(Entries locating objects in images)
>>

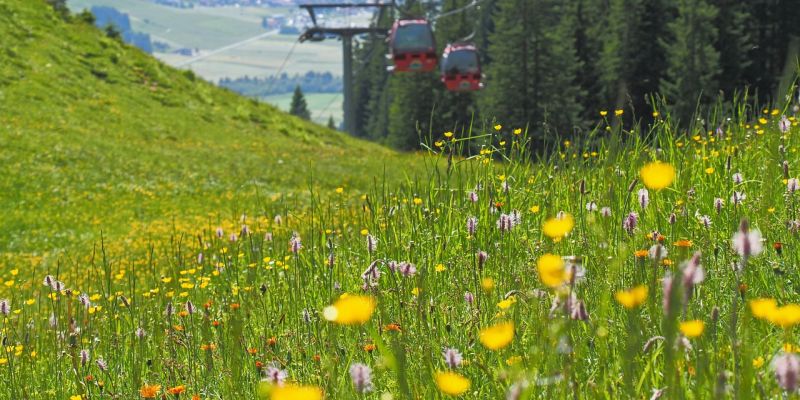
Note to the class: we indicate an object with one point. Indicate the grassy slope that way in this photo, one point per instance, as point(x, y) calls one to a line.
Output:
point(97, 135)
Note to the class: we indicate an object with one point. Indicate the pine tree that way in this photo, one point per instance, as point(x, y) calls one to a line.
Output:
point(532, 78)
point(299, 107)
point(633, 61)
point(734, 42)
point(693, 60)
point(454, 110)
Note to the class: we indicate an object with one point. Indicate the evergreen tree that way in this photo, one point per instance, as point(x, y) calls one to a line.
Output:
point(693, 60)
point(733, 44)
point(532, 76)
point(632, 60)
point(299, 107)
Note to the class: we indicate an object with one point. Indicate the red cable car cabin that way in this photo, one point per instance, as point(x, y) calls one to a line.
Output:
point(412, 46)
point(461, 68)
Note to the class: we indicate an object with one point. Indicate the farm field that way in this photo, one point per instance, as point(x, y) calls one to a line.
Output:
point(321, 105)
point(163, 238)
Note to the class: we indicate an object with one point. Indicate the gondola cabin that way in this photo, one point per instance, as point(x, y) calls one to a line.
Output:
point(461, 68)
point(412, 46)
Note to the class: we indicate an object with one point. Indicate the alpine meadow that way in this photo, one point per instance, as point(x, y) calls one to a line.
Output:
point(540, 199)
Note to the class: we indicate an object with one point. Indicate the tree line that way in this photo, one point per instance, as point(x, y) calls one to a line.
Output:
point(552, 65)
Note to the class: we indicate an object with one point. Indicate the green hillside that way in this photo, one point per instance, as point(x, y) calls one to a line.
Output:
point(97, 136)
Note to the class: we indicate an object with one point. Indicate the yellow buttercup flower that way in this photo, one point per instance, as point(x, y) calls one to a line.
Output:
point(632, 298)
point(497, 336)
point(557, 228)
point(763, 308)
point(657, 175)
point(692, 329)
point(295, 392)
point(451, 383)
point(350, 310)
point(552, 271)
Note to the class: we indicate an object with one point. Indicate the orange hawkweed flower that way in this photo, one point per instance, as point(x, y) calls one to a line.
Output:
point(149, 391)
point(176, 390)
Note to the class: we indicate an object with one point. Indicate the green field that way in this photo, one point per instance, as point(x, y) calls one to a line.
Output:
point(208, 29)
point(161, 238)
point(321, 105)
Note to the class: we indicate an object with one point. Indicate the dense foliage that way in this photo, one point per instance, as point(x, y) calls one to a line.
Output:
point(552, 65)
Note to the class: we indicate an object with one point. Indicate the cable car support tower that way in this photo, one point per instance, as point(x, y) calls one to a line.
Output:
point(319, 33)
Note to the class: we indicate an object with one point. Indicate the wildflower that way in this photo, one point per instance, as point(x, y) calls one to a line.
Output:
point(657, 252)
point(558, 227)
point(372, 244)
point(692, 329)
point(629, 223)
point(407, 269)
point(657, 175)
point(792, 185)
point(747, 242)
point(190, 309)
point(472, 226)
point(644, 198)
point(718, 203)
point(452, 357)
point(295, 243)
point(5, 307)
point(497, 336)
point(763, 308)
point(176, 390)
point(737, 198)
point(451, 383)
point(350, 310)
point(632, 298)
point(149, 391)
point(787, 371)
point(362, 377)
point(469, 298)
point(295, 392)
point(552, 271)
point(482, 257)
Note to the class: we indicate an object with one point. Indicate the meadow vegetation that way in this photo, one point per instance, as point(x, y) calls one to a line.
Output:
point(285, 261)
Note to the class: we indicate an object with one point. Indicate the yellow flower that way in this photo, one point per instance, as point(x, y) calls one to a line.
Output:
point(295, 392)
point(505, 304)
point(632, 298)
point(692, 329)
point(657, 175)
point(557, 228)
point(786, 316)
point(763, 308)
point(497, 336)
point(451, 383)
point(551, 270)
point(487, 284)
point(350, 310)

<<

Write out every item above word for word, leaving out the pictures.

*Exercise answer*:
Note to the class: we indicate an object with one point. Indicate the grassy slope that way in this photo, one point per instance, as point(x, y) calls one to a line.
Output:
point(97, 135)
Note to the class: we indicate an object with one point. Indicate the pine tree that way in this photo, one point per instance, as point(x, y) calls one to a line.
Output:
point(532, 78)
point(299, 107)
point(633, 61)
point(734, 42)
point(693, 60)
point(454, 110)
Note to the class: we indicate an object with one point. Indicate the evergreen tree that way in this photo, one point per instance, as point(x, y) calls one to a line.
Output:
point(693, 60)
point(733, 44)
point(532, 76)
point(632, 60)
point(299, 107)
Note to the class: we indicate an object with one point. Indicate the red cable car cabin that way in this photo, one point per instance, as point(x, y) calls one to a line.
Output:
point(412, 46)
point(461, 68)
Note to the class: we indicate an object with one point. Indicate the farm field that way in this photo, one point per instance, as point(x, y) calls one to a line.
Output:
point(321, 105)
point(163, 238)
Note to the class: we indicate an object with one point. Indicate the gondola cabin that way in this photo, one point per instance, as point(x, y) calls one to a line.
Output:
point(461, 68)
point(412, 46)
Note to the class: we indicate an object with one point. Indicate the alpine meadow that way in this photo, one point per instance, as point(x, y) calls one to a line.
Output:
point(540, 199)
Note to the class: we indicate an object with one point. Indicate the tree line that way in this photo, one point per instance, as point(x, y) calls one to a line.
Output:
point(552, 65)
Note to the class: we indicate an object with one point. Indicate the green hillside that way in this photo, one point per instance, as point(x, y) calls one to a line.
Output:
point(97, 136)
Note to the class: we indicate an object with one point. Indicate the yellow buttercup flower that way in this photo, one point per instance, as point(x, y) calls one to a line.
Output:
point(632, 298)
point(497, 336)
point(557, 228)
point(763, 308)
point(657, 175)
point(692, 329)
point(295, 392)
point(451, 383)
point(350, 310)
point(552, 271)
Note to the class: we indicate an object with one point. Indicate the orange hawkweed flower that way in this photo, one point per instance, as point(x, y) calls one to a line.
Output:
point(149, 391)
point(176, 390)
Note to the class: we indicate an object with one point. Indicate the green field that way in this photo, one point per instance, as point(x, y) calls one to a line.
Output:
point(208, 29)
point(161, 238)
point(321, 105)
Note to the class: we indicate an object with one point. Indicate the dense foliage that way in this photo, one point per instance, as point(x, y) calls one to a line.
Output:
point(552, 65)
Note to the class: we indicate an object with one point. Indicate the cable car support tower that way in this photo, one point per instance, as point(x, y) calls one to a line.
Output:
point(319, 33)
Note to the class: we indicate an object with one point. Indicate the wildflower that way in this photo, one point per instance, as point(x, y) calls one to a line.
Output:
point(657, 252)
point(558, 227)
point(372, 244)
point(692, 329)
point(629, 223)
point(407, 269)
point(657, 175)
point(792, 185)
point(747, 242)
point(190, 309)
point(472, 226)
point(644, 198)
point(718, 203)
point(452, 357)
point(295, 243)
point(5, 307)
point(497, 336)
point(763, 308)
point(176, 390)
point(737, 198)
point(451, 383)
point(350, 310)
point(632, 298)
point(149, 391)
point(787, 371)
point(362, 377)
point(469, 298)
point(295, 392)
point(552, 271)
point(482, 257)
Note to the class: we indicate an object with one point. Indicate the meadow vegetation that way in this photo, one point per instance, as point(x, y) calls one to a line.
Output:
point(285, 261)
Note to the class: we indicate an object with one point. Indicate the yellow flower that way in this photo, one point per instance, as point(x, y) calls one to a line.
Output:
point(295, 392)
point(505, 304)
point(632, 298)
point(692, 329)
point(657, 175)
point(557, 228)
point(786, 316)
point(763, 308)
point(497, 336)
point(451, 383)
point(551, 270)
point(487, 284)
point(350, 310)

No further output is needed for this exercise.